### TASK
Copy every line from the material below that holds "ferris".

### GIVEN DATA
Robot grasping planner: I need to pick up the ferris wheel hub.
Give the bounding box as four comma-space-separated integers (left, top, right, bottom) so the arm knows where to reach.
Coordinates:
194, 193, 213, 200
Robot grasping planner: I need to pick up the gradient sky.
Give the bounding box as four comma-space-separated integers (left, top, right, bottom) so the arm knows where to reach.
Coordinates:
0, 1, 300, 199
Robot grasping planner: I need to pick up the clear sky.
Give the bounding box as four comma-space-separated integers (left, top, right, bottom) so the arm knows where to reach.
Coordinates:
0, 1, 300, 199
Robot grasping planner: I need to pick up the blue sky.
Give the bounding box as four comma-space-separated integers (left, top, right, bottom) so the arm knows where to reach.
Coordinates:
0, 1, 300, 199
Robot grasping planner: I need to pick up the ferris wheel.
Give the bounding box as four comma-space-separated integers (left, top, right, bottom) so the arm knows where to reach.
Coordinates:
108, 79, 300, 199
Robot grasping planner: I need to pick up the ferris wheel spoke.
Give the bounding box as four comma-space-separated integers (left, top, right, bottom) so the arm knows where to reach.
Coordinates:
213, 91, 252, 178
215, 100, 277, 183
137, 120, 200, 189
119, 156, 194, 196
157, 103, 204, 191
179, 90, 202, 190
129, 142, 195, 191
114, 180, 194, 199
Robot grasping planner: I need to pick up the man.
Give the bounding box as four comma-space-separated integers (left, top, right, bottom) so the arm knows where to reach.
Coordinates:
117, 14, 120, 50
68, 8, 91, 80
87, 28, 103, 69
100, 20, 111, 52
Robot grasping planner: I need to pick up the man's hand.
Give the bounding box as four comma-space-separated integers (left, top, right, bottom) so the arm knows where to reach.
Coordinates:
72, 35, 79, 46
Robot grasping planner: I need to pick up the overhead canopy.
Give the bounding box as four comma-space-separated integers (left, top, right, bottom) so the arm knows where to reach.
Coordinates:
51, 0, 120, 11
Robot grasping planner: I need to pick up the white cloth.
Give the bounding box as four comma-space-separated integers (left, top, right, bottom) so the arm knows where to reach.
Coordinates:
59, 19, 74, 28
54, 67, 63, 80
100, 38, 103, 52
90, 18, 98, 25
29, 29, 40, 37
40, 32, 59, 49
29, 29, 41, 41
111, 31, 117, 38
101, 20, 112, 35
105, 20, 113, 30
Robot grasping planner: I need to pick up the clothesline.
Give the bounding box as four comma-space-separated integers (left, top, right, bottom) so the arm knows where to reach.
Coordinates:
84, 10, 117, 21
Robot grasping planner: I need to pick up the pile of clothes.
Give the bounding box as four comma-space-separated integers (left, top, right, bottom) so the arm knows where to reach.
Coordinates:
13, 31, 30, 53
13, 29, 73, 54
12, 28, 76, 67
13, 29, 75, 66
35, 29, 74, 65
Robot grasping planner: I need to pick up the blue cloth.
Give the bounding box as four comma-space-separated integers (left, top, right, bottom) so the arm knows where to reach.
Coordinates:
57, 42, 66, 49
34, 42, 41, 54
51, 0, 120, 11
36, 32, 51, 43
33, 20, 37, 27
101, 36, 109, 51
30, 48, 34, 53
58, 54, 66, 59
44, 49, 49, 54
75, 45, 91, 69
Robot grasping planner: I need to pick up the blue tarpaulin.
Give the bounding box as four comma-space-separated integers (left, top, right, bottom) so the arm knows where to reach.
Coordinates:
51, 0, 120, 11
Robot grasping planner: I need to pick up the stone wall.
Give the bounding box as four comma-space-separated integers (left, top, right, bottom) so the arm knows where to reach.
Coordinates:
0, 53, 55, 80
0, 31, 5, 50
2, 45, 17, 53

### WRITTEN ANSWER
Robot grasping planner: I need to pick up the ferris wheel hub.
Robot grasping planner: I need to pick up the ferris wheel.
Robot grasping planner: I need to pick up the ferris wheel spoke.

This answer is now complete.